(Collected data)
* * *
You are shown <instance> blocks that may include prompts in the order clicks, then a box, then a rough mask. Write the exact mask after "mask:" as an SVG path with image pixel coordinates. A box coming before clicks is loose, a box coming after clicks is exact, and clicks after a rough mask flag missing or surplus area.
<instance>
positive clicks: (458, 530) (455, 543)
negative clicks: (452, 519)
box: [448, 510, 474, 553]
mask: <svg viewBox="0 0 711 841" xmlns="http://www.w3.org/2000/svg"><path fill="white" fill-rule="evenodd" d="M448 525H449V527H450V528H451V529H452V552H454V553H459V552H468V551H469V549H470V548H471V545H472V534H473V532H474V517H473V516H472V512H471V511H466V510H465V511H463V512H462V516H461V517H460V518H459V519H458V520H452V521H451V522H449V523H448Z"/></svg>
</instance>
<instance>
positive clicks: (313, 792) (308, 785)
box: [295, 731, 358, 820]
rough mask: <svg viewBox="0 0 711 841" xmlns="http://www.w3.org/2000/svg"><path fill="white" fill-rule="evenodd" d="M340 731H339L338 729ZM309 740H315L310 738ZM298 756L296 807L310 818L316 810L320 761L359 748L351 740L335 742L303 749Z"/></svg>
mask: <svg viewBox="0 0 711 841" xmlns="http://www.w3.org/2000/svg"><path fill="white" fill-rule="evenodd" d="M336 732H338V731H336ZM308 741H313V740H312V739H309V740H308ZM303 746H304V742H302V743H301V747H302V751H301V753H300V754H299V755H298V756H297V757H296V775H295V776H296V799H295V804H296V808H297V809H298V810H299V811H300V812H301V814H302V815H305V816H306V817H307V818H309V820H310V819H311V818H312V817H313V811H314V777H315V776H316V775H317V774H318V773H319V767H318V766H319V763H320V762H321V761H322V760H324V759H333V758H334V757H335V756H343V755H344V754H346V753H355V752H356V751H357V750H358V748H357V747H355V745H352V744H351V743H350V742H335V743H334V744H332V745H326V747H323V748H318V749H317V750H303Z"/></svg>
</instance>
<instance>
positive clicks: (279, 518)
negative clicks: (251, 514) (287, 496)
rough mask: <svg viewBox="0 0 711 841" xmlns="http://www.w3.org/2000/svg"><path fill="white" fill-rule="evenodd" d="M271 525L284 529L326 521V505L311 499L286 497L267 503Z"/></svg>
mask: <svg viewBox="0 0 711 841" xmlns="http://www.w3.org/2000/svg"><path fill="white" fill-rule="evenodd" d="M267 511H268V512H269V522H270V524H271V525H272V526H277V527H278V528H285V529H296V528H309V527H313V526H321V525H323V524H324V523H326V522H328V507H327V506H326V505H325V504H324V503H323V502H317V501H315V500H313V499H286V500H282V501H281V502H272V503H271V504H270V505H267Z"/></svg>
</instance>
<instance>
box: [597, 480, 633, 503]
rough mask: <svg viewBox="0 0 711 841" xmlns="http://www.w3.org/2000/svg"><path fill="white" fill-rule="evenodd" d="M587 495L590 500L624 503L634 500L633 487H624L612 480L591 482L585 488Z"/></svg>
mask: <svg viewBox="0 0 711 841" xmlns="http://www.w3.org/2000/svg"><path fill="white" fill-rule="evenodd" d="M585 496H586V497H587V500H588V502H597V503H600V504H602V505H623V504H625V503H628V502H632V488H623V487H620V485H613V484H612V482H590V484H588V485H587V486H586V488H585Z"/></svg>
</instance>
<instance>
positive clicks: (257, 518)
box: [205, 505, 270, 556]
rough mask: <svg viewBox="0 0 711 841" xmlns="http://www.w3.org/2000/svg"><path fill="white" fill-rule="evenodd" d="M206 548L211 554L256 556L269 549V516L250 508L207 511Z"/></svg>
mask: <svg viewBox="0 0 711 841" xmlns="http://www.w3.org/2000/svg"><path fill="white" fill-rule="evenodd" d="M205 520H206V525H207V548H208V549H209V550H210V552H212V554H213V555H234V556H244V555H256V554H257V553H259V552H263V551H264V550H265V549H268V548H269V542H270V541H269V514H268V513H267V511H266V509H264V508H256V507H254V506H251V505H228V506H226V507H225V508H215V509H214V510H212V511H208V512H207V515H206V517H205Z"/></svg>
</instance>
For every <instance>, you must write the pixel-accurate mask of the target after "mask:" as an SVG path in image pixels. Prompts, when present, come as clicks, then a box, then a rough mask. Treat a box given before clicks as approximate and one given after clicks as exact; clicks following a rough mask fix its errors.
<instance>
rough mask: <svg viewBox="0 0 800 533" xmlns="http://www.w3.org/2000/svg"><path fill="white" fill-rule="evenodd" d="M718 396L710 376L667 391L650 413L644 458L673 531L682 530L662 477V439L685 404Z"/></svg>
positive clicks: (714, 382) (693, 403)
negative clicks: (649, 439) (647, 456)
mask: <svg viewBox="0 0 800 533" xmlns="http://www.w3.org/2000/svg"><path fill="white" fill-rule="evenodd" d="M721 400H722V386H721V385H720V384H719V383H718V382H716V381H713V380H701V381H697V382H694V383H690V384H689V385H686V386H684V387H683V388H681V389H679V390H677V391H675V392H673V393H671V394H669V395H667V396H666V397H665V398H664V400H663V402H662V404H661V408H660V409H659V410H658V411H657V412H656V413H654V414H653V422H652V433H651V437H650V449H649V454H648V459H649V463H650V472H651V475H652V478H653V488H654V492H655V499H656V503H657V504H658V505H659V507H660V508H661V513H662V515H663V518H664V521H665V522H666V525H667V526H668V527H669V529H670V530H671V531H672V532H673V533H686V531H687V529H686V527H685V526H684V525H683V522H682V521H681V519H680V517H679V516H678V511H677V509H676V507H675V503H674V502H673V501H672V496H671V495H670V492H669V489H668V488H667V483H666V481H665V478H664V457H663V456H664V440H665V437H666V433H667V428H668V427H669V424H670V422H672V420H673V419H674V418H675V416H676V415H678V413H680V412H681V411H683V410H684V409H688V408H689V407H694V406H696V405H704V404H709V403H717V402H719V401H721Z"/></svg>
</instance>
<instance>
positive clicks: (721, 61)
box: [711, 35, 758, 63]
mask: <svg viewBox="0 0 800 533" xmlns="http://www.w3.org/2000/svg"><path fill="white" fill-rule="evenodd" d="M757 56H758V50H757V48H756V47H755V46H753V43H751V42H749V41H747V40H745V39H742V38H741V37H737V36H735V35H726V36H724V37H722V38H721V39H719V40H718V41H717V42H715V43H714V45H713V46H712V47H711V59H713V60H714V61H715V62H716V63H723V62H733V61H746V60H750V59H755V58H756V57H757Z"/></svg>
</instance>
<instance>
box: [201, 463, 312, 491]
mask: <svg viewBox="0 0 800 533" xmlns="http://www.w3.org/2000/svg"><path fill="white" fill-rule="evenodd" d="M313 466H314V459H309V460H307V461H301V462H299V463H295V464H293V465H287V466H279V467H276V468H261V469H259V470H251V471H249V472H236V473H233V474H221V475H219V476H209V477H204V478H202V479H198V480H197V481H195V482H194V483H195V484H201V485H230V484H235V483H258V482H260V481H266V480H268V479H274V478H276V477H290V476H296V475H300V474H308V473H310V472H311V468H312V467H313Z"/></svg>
* * *
_Description of the task_
Please start at the beginning of the rows and stop after the line containing "box: [295, 731, 358, 820]", then write those lines out again with "positive clicks" replaced by "foreground clicks" and everything else left unchanged.

_Exercise result_
You are shown <instance> blocks that may include prompts in the order clicks, then a box, then a rough mask. Write the exact mask after "mask:" as an SVG path with image pixel coordinates. A box coming before clicks is loose, a box coming after clicks is exact, and clicks after a rough mask flag missing or surplus area.
<instance>
foreground clicks: (458, 530) (455, 543)
negative clicks: (452, 519)
box: [448, 510, 474, 553]
mask: <svg viewBox="0 0 711 841" xmlns="http://www.w3.org/2000/svg"><path fill="white" fill-rule="evenodd" d="M448 525H449V527H450V528H451V529H452V552H454V553H459V552H468V551H469V549H470V548H471V545H472V534H473V532H474V517H473V516H472V512H471V511H466V510H465V511H463V512H462V516H461V517H460V518H459V519H458V520H452V521H451V522H449V523H448Z"/></svg>
</instance>
<instance>
foreground clicks: (313, 792) (308, 785)
box: [295, 731, 358, 820]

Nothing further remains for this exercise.